[Coordinate annotation records]
┄┄┄┄┄┄

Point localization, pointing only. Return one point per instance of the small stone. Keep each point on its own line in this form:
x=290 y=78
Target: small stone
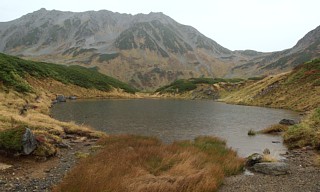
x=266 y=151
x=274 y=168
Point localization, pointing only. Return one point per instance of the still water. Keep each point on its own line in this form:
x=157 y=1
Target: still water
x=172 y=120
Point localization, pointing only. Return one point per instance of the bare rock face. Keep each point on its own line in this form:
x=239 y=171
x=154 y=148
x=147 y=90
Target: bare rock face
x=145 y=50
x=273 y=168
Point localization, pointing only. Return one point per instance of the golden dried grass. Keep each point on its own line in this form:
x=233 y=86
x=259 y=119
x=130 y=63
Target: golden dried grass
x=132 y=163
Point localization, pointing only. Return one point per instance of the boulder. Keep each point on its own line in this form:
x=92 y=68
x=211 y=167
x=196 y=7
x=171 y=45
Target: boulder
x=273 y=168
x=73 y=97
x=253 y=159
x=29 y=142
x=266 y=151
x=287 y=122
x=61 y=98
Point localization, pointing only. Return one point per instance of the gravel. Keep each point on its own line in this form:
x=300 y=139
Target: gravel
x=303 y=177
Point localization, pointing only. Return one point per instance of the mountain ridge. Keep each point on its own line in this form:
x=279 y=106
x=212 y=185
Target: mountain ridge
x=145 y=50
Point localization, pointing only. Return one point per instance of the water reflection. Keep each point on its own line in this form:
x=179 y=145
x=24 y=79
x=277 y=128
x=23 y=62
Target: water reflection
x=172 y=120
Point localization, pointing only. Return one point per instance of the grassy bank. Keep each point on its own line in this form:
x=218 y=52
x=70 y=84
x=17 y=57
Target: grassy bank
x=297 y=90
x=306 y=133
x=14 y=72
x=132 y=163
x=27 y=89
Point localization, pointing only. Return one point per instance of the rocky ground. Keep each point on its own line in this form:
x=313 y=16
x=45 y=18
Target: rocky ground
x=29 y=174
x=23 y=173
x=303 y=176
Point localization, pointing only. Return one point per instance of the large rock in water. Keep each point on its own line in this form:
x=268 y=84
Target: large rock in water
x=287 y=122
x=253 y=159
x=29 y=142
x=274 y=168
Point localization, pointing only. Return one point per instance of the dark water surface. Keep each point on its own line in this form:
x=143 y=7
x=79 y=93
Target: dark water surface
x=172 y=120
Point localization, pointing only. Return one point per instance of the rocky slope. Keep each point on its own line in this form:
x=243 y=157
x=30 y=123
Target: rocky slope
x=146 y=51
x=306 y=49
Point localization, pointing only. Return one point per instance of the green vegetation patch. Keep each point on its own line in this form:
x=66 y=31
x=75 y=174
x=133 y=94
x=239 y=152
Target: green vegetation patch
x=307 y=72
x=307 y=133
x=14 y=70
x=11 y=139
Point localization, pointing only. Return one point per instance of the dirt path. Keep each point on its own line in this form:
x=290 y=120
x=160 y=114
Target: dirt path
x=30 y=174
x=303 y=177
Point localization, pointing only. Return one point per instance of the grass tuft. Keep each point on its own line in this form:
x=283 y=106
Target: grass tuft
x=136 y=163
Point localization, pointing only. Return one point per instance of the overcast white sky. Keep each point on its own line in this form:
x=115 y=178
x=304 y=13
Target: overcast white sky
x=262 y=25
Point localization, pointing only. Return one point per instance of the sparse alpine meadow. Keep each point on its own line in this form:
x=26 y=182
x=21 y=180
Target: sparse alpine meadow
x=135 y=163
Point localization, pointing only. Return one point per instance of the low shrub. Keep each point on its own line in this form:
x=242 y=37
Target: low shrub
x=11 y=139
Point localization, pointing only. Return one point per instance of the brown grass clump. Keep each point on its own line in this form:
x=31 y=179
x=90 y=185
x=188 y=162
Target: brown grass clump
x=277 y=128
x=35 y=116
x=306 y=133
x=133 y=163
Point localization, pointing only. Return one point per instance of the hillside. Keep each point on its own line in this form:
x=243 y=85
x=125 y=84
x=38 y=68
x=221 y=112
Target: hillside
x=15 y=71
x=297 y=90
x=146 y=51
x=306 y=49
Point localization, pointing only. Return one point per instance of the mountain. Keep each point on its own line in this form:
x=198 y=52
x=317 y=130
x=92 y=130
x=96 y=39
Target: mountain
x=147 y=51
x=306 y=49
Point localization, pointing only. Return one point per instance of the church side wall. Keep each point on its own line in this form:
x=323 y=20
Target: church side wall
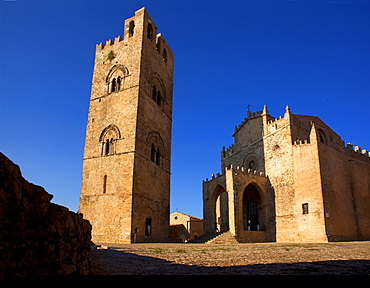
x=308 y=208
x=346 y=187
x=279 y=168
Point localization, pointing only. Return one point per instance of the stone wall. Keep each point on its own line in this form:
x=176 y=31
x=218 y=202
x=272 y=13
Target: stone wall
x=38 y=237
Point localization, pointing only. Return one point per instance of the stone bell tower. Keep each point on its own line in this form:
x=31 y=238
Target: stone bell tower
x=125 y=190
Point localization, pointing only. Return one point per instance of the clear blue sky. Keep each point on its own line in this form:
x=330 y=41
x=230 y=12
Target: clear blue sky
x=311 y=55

┄┄┄┄┄┄

» Exercise prompt: Could you give the material above again with "Point localization" switched to "Point marking" everywhere it occurs, changing nothing else and leaving the pictures out?

» Correct output:
Point marking, pointing only. Return one point per instance of the small stone. Keep each point on its own line in this form:
x=290 y=78
Target: small stone
x=266 y=151
x=274 y=168
Point marking, pointing only. Return one point per instance of the still water. Keep each point on its own line in this form:
x=157 y=1
Target: still water
x=172 y=120
Point marking, pointing only. Return one point per instance of the bare rock face. Keep each point on its own line in this form:
x=239 y=171
x=154 y=148
x=147 y=90
Target: bare rock face
x=145 y=50
x=273 y=168
Point marking, pointing only. Return one point per instance of the golden dried grass. Keep each point on its own line in this form:
x=233 y=86
x=259 y=119
x=130 y=63
Target: golden dried grass
x=132 y=163
Point marking, pointing only. Return one point per instance of the boulder. Keep each point on its own line in this form:
x=92 y=68
x=211 y=167
x=196 y=7
x=171 y=45
Target: boulder
x=273 y=168
x=73 y=97
x=253 y=159
x=29 y=142
x=266 y=151
x=287 y=122
x=61 y=98
Point marking, pointing only. Return one point per instance of the gravel. Keep each point on its own line in this form:
x=300 y=139
Target: gravel
x=303 y=177
Point marking, pointing only. Return one point per instance of the mountain ridge. Keep each point on its own line in this form:
x=279 y=106
x=212 y=185
Target: mountain ridge
x=145 y=50
Point marking, pointing only. Return one point per instance of the water reflection. Keep each point on its own line in this form:
x=179 y=145
x=24 y=79
x=277 y=128
x=23 y=62
Target: water reflection
x=172 y=120
Point marking, pointing only. Return one point per instance of the grassy bank. Keep each point on its own line in this form:
x=218 y=52
x=70 y=84
x=17 y=57
Target: grassy bank
x=297 y=90
x=306 y=133
x=14 y=72
x=132 y=163
x=27 y=89
Point marking, pointing only. Return one point per instance of the rocky ground. Keep each point on its own line in this form:
x=313 y=16
x=45 y=18
Target: rocky ground
x=29 y=174
x=23 y=173
x=303 y=176
Point marking, pointing only. Return one point per instance of the large rock in water. Keep each point on its own line in this form:
x=268 y=84
Target: large rock in water
x=287 y=122
x=253 y=159
x=29 y=142
x=274 y=168
Point marking, pointing only. Return one point per instance of the dark water surface. Keep each point on its own line in this form:
x=143 y=7
x=79 y=93
Target: dark water surface
x=172 y=120
Point marking, pointing only. Return one point per instance of the rocky slope. Keep each point on its own line in this form:
x=243 y=157
x=30 y=123
Target: rocky slope
x=146 y=51
x=306 y=49
Point marking, pointing only. Return one point per instance of the green vegetation patch. Keep each point on its own line in this form:
x=66 y=31
x=75 y=174
x=133 y=94
x=239 y=152
Target: green vegetation patch
x=307 y=72
x=307 y=133
x=14 y=70
x=11 y=139
Point marking, pointing only. Return one point per instance of the dirt path. Keep each point on its own line in this form:
x=290 y=120
x=160 y=114
Target: dirt path
x=30 y=174
x=303 y=177
Point marking, pointing only. Return one point per instance of the grass tuft. Keep each point on its own line in this form:
x=283 y=106
Target: grass tuft
x=136 y=163
Point marking, pointing only. Return one point per instance of the overcast white sky. Keep each point on its own line in this form:
x=115 y=178
x=304 y=13
Target: overcast white sky
x=262 y=25
Point marking, pointing only. Return one point per instance of the sparse alpine meadow. Keep each point on its own line in this form:
x=26 y=182
x=21 y=180
Target: sparse alpine meadow
x=135 y=163
Point marking, pointing only. Return one point per instance of the low shrub. Keep each point on its own line in this form:
x=242 y=37
Target: low shrub
x=11 y=139
Point marking, pointing only. Return one point per instance of the brown grass clump. Keep each point on its own line in this form:
x=31 y=179
x=90 y=185
x=188 y=162
Target: brown grass clump
x=277 y=128
x=35 y=116
x=306 y=133
x=133 y=163
Point marking, pointing only. Return one point per instance of the hillside. Keep each point on its own line in this form:
x=243 y=85
x=125 y=84
x=38 y=68
x=221 y=112
Target: hillside
x=15 y=71
x=297 y=90
x=146 y=51
x=306 y=49
Point marking, pointing only. Return one point per instance of the mountain. Keep each point on its own line in this form:
x=198 y=52
x=317 y=130
x=92 y=130
x=96 y=39
Target: mountain
x=147 y=51
x=306 y=49
Point marking, pointing only. Return one point per instance of the church side wall. Keep each point on its own line in this form:
x=323 y=20
Target: church side wall
x=308 y=208
x=346 y=187
x=279 y=168
Point marking, pointing only. Return one point per instance of the stone wall. Keep each point on its own line in this form:
x=176 y=31
x=218 y=202
x=272 y=13
Target: stone wall
x=38 y=237
Point marking, pointing only. Return one point per instance of the stone bell tower. Keep each point on its own line in this form:
x=31 y=238
Target: stone bell tower
x=125 y=190
Point marking, pointing only. Return one point per instance of the clear blue sky. Keep each point on its own line in this form:
x=330 y=41
x=230 y=12
Target: clear blue sky
x=311 y=55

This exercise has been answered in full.